[Referring expression data]
━━━━━━━━━━━━━━━━━━━━━━━━━━━━━━

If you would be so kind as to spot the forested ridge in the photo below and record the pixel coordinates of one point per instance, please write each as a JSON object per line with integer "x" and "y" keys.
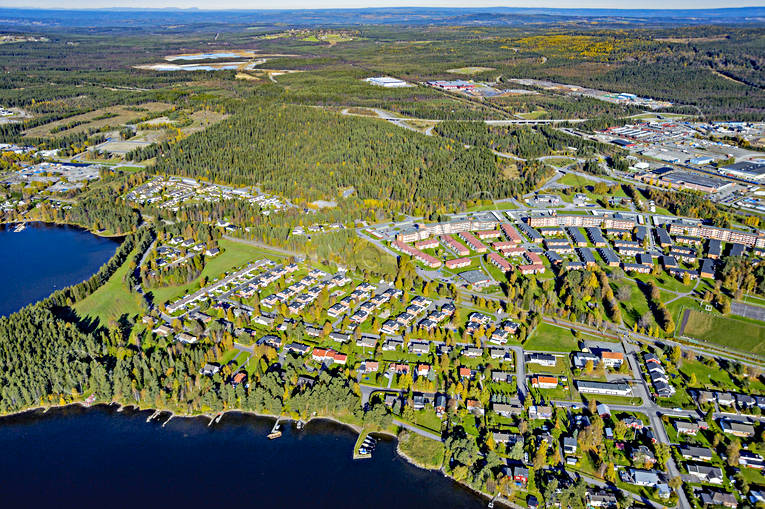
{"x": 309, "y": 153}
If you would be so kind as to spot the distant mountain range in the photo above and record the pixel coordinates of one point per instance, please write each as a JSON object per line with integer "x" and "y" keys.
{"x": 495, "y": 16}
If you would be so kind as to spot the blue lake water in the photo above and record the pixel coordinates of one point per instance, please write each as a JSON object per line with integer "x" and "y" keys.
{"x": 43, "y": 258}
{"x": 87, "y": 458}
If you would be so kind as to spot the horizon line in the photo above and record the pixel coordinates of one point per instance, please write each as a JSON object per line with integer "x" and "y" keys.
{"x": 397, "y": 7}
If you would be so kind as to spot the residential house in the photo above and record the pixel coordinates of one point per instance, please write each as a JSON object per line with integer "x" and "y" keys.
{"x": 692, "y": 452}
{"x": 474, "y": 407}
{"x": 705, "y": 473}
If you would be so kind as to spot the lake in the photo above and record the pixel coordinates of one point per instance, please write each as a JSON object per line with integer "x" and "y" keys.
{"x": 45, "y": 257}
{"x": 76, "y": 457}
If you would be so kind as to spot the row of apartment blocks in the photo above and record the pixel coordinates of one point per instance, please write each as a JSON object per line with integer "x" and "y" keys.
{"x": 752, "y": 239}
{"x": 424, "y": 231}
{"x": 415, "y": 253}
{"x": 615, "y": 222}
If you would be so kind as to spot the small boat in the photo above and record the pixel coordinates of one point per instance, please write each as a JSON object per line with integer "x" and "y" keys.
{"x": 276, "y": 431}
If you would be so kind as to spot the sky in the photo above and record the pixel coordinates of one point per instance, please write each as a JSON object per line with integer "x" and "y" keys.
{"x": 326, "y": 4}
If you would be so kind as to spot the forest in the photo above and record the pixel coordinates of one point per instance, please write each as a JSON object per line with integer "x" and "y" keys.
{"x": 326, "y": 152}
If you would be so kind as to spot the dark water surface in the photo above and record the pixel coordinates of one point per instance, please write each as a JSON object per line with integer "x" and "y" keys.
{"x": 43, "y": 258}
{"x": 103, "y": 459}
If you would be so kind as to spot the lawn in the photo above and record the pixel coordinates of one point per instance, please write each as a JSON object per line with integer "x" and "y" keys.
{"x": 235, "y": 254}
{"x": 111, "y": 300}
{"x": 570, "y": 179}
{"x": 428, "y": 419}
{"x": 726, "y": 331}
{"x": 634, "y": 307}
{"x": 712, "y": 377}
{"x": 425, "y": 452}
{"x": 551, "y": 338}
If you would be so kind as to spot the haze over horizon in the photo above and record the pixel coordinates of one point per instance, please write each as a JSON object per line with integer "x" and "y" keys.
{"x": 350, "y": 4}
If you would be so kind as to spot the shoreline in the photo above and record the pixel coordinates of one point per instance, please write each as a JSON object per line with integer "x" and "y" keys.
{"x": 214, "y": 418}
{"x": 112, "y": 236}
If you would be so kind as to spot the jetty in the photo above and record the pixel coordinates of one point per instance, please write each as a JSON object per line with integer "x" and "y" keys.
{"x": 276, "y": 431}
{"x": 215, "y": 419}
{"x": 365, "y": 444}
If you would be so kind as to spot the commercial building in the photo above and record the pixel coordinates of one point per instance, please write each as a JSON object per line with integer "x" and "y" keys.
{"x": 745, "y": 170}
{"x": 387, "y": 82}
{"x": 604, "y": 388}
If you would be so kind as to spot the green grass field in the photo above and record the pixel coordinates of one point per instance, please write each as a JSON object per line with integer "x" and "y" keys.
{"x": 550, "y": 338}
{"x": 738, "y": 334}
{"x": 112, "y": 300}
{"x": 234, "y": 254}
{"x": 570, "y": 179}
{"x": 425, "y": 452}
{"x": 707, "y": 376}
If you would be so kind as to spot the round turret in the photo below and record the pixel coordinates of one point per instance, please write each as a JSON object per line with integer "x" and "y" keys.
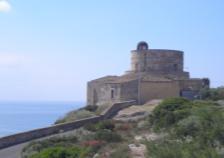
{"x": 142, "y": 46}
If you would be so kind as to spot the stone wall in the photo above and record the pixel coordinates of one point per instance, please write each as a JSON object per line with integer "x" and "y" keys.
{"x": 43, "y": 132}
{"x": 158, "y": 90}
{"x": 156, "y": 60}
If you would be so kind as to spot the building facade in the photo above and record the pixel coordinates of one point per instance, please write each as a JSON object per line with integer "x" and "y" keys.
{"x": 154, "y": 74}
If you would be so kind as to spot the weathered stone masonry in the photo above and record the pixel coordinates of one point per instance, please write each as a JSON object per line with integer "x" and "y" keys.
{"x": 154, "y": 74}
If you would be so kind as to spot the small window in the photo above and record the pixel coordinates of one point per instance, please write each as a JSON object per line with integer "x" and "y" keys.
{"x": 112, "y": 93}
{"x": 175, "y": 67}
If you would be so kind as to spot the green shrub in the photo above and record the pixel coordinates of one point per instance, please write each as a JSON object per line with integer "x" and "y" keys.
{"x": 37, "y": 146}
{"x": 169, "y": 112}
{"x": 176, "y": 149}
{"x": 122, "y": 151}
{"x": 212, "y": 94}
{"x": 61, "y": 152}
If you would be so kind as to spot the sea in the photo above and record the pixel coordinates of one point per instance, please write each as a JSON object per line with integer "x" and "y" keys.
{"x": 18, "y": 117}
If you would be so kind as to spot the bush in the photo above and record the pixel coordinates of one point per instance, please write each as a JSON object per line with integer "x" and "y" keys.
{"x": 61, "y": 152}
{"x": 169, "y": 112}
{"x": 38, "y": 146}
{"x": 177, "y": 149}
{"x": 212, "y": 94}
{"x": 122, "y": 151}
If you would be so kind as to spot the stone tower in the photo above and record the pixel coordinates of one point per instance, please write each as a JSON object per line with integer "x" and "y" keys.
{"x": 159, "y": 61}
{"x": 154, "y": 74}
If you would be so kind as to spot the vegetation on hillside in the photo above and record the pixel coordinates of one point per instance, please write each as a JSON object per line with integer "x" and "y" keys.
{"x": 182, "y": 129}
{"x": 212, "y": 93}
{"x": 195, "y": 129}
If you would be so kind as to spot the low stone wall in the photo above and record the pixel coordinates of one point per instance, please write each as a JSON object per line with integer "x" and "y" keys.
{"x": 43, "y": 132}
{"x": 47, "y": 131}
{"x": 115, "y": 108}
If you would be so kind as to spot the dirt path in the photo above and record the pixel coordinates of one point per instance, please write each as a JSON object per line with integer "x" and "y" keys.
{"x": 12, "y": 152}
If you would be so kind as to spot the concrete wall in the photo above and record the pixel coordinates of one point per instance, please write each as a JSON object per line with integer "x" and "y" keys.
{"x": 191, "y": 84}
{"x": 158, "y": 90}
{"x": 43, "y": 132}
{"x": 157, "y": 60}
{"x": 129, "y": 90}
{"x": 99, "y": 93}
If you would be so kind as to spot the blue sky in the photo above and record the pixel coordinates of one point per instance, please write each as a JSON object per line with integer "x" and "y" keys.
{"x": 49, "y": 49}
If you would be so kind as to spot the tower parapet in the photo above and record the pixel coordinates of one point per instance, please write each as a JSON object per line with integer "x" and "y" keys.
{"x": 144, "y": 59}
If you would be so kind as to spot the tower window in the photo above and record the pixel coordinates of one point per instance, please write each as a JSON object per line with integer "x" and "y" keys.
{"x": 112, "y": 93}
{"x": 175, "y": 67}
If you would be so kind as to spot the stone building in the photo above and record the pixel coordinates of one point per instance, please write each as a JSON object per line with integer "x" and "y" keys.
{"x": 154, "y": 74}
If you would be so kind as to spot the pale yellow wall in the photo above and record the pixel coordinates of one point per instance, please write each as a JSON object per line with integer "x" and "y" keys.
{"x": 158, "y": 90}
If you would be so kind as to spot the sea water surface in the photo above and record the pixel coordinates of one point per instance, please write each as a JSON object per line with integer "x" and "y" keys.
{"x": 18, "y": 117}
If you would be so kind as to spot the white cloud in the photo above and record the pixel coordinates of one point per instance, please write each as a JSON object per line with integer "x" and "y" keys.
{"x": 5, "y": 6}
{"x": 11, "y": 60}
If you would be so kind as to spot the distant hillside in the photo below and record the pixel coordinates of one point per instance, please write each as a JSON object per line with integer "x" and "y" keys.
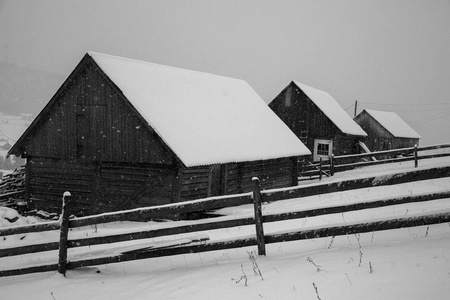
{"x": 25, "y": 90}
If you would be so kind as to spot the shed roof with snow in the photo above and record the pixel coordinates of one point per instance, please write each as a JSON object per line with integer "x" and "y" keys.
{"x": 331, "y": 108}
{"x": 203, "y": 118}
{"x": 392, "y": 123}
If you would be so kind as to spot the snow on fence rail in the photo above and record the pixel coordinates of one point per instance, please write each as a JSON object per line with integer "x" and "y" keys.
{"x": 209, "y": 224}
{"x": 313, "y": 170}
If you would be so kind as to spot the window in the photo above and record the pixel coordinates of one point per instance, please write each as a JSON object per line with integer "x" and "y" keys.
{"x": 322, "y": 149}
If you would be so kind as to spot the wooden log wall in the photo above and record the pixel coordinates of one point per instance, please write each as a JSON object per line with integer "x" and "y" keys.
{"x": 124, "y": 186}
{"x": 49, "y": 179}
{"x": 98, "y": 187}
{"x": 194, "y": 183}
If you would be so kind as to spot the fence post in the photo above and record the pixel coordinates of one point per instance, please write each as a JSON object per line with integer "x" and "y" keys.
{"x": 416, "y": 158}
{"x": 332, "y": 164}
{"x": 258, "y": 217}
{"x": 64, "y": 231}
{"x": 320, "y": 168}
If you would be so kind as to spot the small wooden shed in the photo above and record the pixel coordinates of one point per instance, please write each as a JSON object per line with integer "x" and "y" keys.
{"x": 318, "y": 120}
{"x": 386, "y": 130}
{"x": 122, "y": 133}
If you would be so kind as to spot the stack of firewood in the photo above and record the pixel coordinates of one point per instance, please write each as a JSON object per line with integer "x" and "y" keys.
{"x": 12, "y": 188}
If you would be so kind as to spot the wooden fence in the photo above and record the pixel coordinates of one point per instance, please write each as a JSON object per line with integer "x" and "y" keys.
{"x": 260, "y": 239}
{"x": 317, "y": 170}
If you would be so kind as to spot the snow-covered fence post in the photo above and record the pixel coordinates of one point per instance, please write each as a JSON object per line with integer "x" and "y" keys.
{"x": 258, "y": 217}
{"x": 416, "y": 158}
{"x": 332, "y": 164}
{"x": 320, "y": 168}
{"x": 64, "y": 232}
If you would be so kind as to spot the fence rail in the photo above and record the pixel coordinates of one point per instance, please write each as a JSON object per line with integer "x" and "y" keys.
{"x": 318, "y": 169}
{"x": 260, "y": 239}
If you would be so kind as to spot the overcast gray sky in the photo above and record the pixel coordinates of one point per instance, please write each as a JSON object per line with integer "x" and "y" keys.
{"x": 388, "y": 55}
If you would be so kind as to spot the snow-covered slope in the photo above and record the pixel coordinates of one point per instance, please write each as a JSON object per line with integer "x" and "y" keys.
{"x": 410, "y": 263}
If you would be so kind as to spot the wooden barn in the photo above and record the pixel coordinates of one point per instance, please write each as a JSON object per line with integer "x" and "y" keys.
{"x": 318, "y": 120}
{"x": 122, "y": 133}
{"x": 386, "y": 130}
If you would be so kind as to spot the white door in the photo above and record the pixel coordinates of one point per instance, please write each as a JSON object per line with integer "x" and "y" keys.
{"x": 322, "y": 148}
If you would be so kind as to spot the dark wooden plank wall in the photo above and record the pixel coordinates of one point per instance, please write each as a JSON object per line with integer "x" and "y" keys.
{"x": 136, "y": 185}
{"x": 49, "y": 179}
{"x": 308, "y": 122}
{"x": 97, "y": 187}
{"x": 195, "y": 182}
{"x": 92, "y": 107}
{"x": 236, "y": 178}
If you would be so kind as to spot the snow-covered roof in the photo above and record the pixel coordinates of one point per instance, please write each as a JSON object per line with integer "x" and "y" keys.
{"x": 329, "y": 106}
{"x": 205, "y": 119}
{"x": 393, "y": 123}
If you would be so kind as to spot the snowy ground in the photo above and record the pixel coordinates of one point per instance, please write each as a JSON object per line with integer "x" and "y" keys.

━━━━━━━━━━━━━━━━━━━━━━━━━━━━━━

_Task prompt_: Return, word for word, the lines from the one containing "the snow-covered slope" through the end of the data above, both ends included, and nothing else.

_Exercise answer_:
If you would be so kind as to spot the snow-covered slope in the photo above and record the pixel coordinates of one point per instance, please write each as a JSON object per line with integer "x" and "y" keys.
{"x": 410, "y": 263}
If you would be so kind as to spot the wooden barn in the photo above and record the pixel coordinates of one point per instance, please write each as a JSON object per line with integer "x" and "y" keys.
{"x": 318, "y": 120}
{"x": 122, "y": 133}
{"x": 386, "y": 130}
If you would be so kind as to spot the white door in the photo above and record the pixel coordinates of one point per instance, please write each as a JSON object per line with integer "x" and "y" keys.
{"x": 322, "y": 148}
If you would be so kind as to spot the dark wooden plank wall in the photo above and record the pixel coordinates of one point per instance, please write each as a JSON object per line with integer "x" and "y" keys.
{"x": 136, "y": 185}
{"x": 49, "y": 179}
{"x": 308, "y": 122}
{"x": 97, "y": 187}
{"x": 195, "y": 182}
{"x": 92, "y": 107}
{"x": 236, "y": 178}
If you would be so kind as to spot the snow-covered roof in the photo above and record the pixel coordinates of one point per instance, please write each as a JSON object per line with integer "x" and "y" keys.
{"x": 329, "y": 106}
{"x": 205, "y": 119}
{"x": 393, "y": 123}
If you would be so kind as to spot the snowy ground in the photo above and record the pixel coordinates of one point per instance, please write each as a JSON object per line with integer "x" and "y" keys.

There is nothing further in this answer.